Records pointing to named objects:
········
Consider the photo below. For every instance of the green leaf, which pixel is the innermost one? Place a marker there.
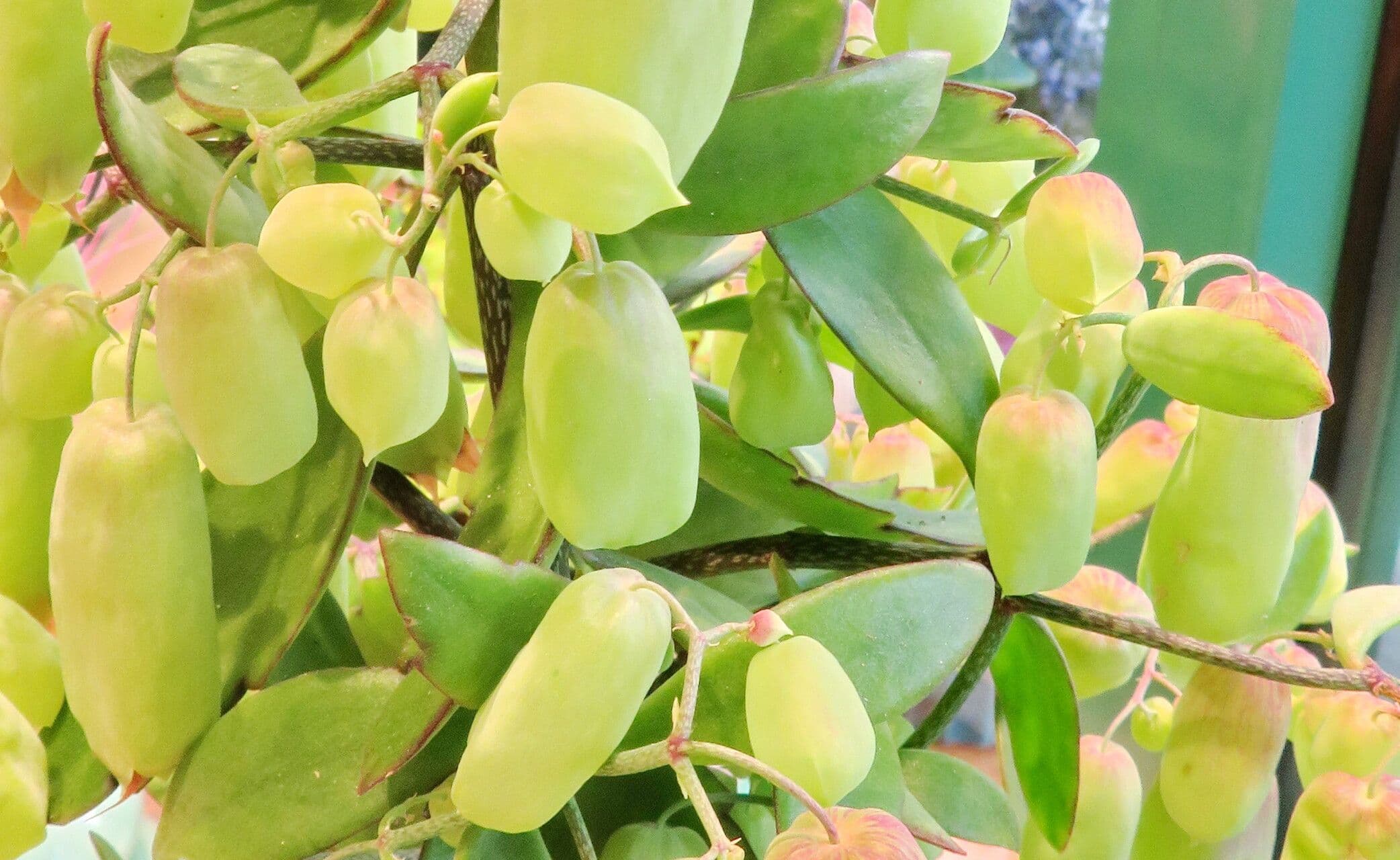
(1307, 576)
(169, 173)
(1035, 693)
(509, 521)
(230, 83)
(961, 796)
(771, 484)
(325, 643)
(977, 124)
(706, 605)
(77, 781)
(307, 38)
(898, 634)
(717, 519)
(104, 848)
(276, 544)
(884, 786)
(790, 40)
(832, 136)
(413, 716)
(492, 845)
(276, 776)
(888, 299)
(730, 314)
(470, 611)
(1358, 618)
········
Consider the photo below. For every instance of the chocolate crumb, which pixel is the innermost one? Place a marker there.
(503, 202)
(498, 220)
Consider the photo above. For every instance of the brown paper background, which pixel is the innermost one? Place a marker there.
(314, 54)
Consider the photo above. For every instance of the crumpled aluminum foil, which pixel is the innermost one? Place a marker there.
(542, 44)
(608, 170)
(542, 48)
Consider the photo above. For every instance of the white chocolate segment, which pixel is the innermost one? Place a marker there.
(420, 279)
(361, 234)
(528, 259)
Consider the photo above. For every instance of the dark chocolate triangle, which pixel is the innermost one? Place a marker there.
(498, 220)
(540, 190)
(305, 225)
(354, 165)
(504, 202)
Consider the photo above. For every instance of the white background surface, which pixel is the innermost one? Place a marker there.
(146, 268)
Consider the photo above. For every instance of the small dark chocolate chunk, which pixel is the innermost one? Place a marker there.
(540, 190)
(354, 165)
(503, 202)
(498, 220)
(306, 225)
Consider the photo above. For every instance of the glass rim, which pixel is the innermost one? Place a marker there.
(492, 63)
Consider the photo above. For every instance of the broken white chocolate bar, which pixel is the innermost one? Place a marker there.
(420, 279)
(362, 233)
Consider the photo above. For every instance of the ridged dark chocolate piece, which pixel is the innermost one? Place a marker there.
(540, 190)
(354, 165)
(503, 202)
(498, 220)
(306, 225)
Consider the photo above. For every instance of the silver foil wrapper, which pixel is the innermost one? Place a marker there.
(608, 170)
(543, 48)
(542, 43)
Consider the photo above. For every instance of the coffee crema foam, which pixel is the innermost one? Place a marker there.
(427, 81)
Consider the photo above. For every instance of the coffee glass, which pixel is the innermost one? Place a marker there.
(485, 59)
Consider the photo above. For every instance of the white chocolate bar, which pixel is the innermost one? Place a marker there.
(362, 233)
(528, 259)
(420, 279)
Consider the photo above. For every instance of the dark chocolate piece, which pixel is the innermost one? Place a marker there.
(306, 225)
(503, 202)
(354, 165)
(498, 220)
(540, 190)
········
**Objective**: Copy the records word for word, starting with the line containing "Consider the photo below. For every instance of the green" and continuing through the line containing "(1358, 618)". Omit the pictures.

**Final answer**:
Consider the photo below. For every instance of the green leaf, which pixel is the innermost one? Place a marker there.
(1307, 576)
(169, 173)
(1035, 693)
(509, 521)
(230, 83)
(961, 796)
(771, 484)
(325, 643)
(977, 124)
(706, 605)
(77, 781)
(307, 38)
(898, 634)
(717, 519)
(104, 848)
(276, 544)
(884, 786)
(790, 40)
(832, 136)
(413, 716)
(492, 845)
(276, 776)
(888, 299)
(730, 314)
(470, 611)
(1358, 618)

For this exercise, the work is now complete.